■ Stored data
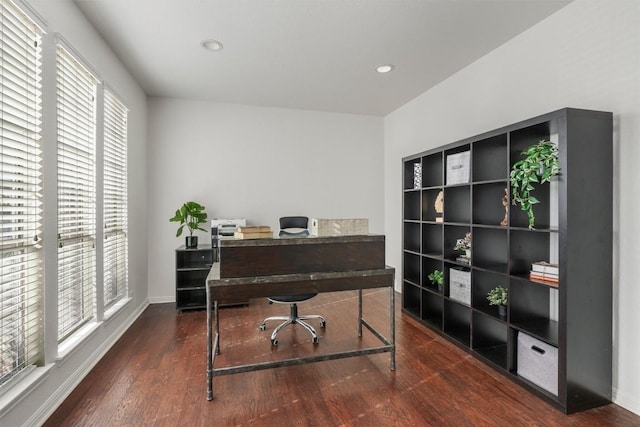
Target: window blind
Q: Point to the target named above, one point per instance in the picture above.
(76, 111)
(20, 192)
(115, 199)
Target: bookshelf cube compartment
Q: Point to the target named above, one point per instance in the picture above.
(432, 240)
(432, 170)
(520, 139)
(412, 205)
(410, 177)
(457, 322)
(411, 298)
(538, 362)
(411, 268)
(489, 339)
(460, 285)
(490, 159)
(490, 248)
(489, 204)
(451, 234)
(483, 282)
(429, 198)
(412, 236)
(429, 265)
(457, 204)
(527, 248)
(531, 309)
(458, 165)
(432, 310)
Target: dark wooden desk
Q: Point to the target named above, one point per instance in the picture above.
(339, 264)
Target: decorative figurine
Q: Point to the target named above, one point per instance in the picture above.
(439, 206)
(505, 203)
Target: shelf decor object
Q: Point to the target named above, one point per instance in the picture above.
(556, 338)
(458, 168)
(539, 165)
(499, 296)
(191, 215)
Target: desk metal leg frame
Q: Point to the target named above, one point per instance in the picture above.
(213, 346)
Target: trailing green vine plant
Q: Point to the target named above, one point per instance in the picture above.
(539, 165)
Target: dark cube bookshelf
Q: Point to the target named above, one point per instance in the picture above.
(573, 227)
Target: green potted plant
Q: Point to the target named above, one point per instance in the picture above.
(464, 245)
(499, 296)
(191, 215)
(538, 166)
(437, 278)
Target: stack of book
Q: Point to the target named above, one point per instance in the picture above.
(254, 232)
(545, 272)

■ Exercise description
Reproduce all of the rows above verbatim, leaving out the picture.

■ Response to the task
Target: window blind
Q: Point to the target named above, one point per instance in the picture above.
(76, 111)
(20, 192)
(115, 199)
Target: bookshelf cube compartment
Q: Point to the target named above, one point per instance in the picture above.
(432, 240)
(432, 170)
(520, 139)
(412, 205)
(410, 177)
(457, 322)
(411, 298)
(538, 362)
(411, 268)
(489, 339)
(460, 285)
(490, 159)
(490, 248)
(489, 204)
(451, 234)
(483, 282)
(429, 198)
(412, 236)
(429, 265)
(457, 204)
(527, 248)
(531, 309)
(458, 165)
(432, 310)
Target: dark wooden desk
Q: Point to the target named above, one point per instance in the picture above.
(339, 264)
Target: decorative figurine
Q: Point to the target named above, one point per instance in the picture above.
(439, 206)
(505, 203)
Target: shelf decor object
Q: Point to the target named above, one point per instance in the picture above.
(556, 338)
(458, 168)
(539, 165)
(499, 296)
(191, 215)
Target: desk metal leg frame
Q: Point to the target named above, one point per instance in the picture above.
(213, 346)
Target: trailing green vine plant
Q: Point to the target named above, one point per instance in the picture above.
(539, 165)
Target: dark cube bookshelf
Q: Point to the target named above, one point per instance in the picture above.
(573, 227)
Target: green potted plant
Q: Point to the target named above, one point per instance in the picture above.
(464, 245)
(499, 296)
(191, 215)
(538, 166)
(437, 278)
Target: stack of book
Q: Point to the target named above, one point per instance in the picture above.
(254, 232)
(545, 272)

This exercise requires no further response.